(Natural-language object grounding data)
▽

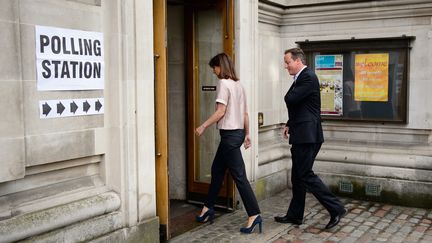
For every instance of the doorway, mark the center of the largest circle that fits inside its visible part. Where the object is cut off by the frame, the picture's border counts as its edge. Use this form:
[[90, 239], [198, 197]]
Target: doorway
[[194, 31]]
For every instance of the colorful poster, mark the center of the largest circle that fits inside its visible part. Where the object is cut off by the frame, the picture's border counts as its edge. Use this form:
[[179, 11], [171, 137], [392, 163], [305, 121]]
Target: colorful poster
[[371, 77], [329, 69]]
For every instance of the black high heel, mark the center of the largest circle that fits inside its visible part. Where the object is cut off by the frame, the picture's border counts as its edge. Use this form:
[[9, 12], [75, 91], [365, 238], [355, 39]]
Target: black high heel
[[258, 220], [207, 216]]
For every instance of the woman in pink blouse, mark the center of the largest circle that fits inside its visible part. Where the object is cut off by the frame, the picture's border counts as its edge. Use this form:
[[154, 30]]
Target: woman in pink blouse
[[232, 121]]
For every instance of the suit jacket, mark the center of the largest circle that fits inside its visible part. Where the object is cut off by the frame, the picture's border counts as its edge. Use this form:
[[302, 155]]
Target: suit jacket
[[304, 109]]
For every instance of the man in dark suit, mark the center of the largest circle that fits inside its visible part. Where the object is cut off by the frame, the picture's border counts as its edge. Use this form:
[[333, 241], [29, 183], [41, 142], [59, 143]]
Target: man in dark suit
[[306, 136]]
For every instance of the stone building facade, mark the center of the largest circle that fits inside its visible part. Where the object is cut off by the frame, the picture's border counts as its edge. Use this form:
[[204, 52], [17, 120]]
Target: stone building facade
[[100, 177]]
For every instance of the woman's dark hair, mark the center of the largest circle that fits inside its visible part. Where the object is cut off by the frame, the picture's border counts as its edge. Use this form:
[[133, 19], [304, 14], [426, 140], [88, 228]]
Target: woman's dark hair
[[226, 65], [297, 53]]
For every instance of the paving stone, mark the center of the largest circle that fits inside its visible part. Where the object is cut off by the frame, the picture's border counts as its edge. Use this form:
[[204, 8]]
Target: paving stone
[[414, 220], [365, 222]]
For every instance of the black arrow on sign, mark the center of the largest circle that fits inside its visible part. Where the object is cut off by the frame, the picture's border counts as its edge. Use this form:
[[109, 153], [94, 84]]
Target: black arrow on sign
[[98, 105], [74, 107], [60, 108], [86, 106], [46, 109]]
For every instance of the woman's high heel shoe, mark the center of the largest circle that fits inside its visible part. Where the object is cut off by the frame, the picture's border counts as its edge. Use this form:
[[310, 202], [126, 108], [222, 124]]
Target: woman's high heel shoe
[[207, 216], [257, 221]]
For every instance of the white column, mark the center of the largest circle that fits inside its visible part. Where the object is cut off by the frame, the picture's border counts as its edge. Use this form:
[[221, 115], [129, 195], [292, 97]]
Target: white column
[[246, 51]]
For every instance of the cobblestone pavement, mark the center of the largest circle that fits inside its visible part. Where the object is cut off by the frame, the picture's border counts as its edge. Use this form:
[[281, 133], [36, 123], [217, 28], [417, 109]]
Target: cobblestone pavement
[[364, 222]]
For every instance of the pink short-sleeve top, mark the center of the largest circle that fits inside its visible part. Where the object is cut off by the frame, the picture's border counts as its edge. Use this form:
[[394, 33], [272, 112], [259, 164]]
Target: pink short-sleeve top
[[231, 93]]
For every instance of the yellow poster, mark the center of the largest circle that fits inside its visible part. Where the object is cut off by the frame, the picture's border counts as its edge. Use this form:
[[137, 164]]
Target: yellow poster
[[371, 77]]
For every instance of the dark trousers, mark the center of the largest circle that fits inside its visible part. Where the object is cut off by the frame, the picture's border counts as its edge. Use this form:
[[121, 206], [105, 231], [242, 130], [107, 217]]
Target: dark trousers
[[228, 156], [303, 178]]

△

Write the records out exactly once more, leaving off the pictures.

**Written answer:**
For every instance of the doorway, mark the center of the largest circle that fits inside its visible part. Where the object is cut off by the frame, the picture's border counts as its edge. Use this form:
[[90, 239], [198, 197]]
Target: doorway
[[194, 31]]
For every instance of the colorful poster, mark the center of the largest circle that fits inside its visible part. Where the object is cut off by the frame, the picture's border counts as its edge. Use this form:
[[179, 11], [171, 137], [392, 163], [305, 121]]
Target: colorful poster
[[371, 77], [329, 69]]
For every instance of the black high heel, mark the center of the largest circle that fits inside its visible part. Where the object is cut off by the frame, the picture's border counts as its edge. Use this form:
[[9, 12], [75, 91], [365, 238], [355, 39]]
Target: black high heel
[[258, 220], [207, 216]]
For every instance of the woman in pink blouse, mark the center of the largest circle that fits inside its visible part. Where the object is cut off by the frame, the picture's border counts as its edge. Use this form:
[[154, 30]]
Target: woman in pink blouse
[[232, 121]]
For every instance of the suit jacket, mark the center of the largest circle that fits inside its visible part. Where the object is cut off by the frame, the picture's border counts as its edge. Use this form:
[[302, 155]]
Target: suit jacket
[[304, 109]]
For every instance of the man in dark suit, mark the center of the largest circle that fits inside its visible part. Where the object is cut off by the frame, the picture's border counts as its edge. Use this form:
[[333, 241], [29, 183], [41, 142], [59, 143]]
Target: man in dark suit
[[306, 136]]
For every instance of the stone building facade, mark the center of the largest circle that fits inside its visible part. Where the object is cut off by the frame, the picture's border counts as its edge. Use this form:
[[204, 52], [17, 120]]
Target: stone building facade
[[100, 177]]
For every instance of the woman's dark hair, mark the center of the largest circle that fits inside its visible part. Where the object is cut off by the frame, the picture's border counts as its edge. Use this form:
[[133, 19], [304, 14], [426, 140], [88, 228]]
Target: woman's dark hair
[[226, 65], [297, 53]]
For every instance of the paving stone, mark the center of the largest circle that fits inside its visible part. Where the object is cut off by the frame, the picture's border counts as its edge. Use this form:
[[204, 8]]
Target: paving stone
[[414, 220], [365, 222]]
For every instance of the black arrow on sign, mark the center of the largest circle that fits inside its visible part. Where the object is cut off by the frame, the picture's border counts as its edge. Use this form:
[[109, 153], [94, 84]]
Target: black arrow on sign
[[98, 105], [74, 107], [60, 108], [86, 106], [46, 109]]
For every instance of the woman's high heel shoe, mark the center of the largest circle that fits inside its visible part. Where the object is cut off by the frame, the picture's border counts as its edge. Use this form:
[[310, 202], [126, 108], [222, 124]]
Target: woman's high heel shoe
[[207, 216], [257, 221]]
For every instance of the white column, mark the center of the largest circle that fits inside its visible part. Where the object is cut off by the frame, the picture's border counts as its edge. Use this form:
[[221, 115], [129, 195], [292, 97]]
Target: white column
[[246, 51]]
For every instance of the cobblestone pavement, mark the center of the largest circle that fits inside its visible part. Where the object is cut off by the frame, the picture's border counts as its edge. Use this form:
[[281, 133], [36, 123], [217, 28], [417, 109]]
Target: cobblestone pavement
[[364, 222]]
For every instance of the pink short-sleeve top, mark the center of the largest circle that fits inside its visible part. Where the object is cut off by the frame, the picture's border counts as its edge. Use this form:
[[394, 33], [272, 112], [259, 164]]
Target: pink short-sleeve top
[[231, 93]]
For every instance of the yellow poster, mark the center of the largest circle that fits inside its visible part. Where the object is cut off by the frame, the picture's border counts as its edge. Use this form:
[[137, 164]]
Target: yellow poster
[[371, 77]]
For every instance of the dark trousers, mark the center of the largest circle that fits inside its visible part. Where the object is cut off by the frame, the picture's border counts as its edge. Use this form:
[[121, 206], [105, 231], [242, 130], [107, 217]]
Target: dark trousers
[[228, 156], [303, 178]]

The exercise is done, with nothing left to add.